[Directions] In the Session Zero account, what label did the two old buddies use to identify themselves?

[Document passage]
------------------------------------------------------------------------

Because I had only talked to one of the players beforehand, I didn’t actually know who I was getting. I had two hardcore players who are old buddies and have played together for years. They brought along a complete newbie who knew nothing about RPGs at all. And Tiny’s friend was a casual, lapsed gamer who’d been away from games for years and who knew no one else.

Now, let me say this: these people are all very nice. I like them a lot. I think we’re going to have a lot of fun. But, for a Session Zero, it was probably one of the worst combinations of people I’ve ever had to deal with. The two old buddies were very boisterous and very excited to have a game again. And they were feeling me out big time to see how I was going to run things. I think they’ve gone through a few GMs before and had some bad experiences. And I think they’ve probably overwhelmed some GMs in the past because of how they play off each other. They warned me about how they usually end up dominating parties, for example. Which tells me they are big presences and tend to fill the spotlight. And because they are two of them and they play off each other, that can be very challenging.

The two of them were also very big into the mechanics. They were very familiar with Pathfinder and D&D 3.5 respectively, and they were good at using the system to build strong characters. But they also spent a lot of time telling me about the cool characters they’d played in the past. But it wasn’t focused on the mechanics and classes and the cool feat synergies. They focused on backstories and in-game events. They identified themselves as Non-Munchkin Power Gamers. They are really in it to play cool games and experience cool stories. They love to get into it. And they love to show off. But they are also very good at playing the system. And, as a result, their characters are going to be well made and take advantage of system exploits. So, in the end, I kind of identified them as Challenge-seekers, Expression-seekers, and Narrative-or-Fantasy-seekers. But the Challenge thing could be more about Discovery. I’m waiting to see.

------------------------------------------------------------------------

[Dataset extract]
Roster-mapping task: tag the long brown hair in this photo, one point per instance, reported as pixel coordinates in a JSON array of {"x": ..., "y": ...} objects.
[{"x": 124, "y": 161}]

------------------------------------------------------------------------

[Answer to this exercise] Non-Munchkin Power Gamers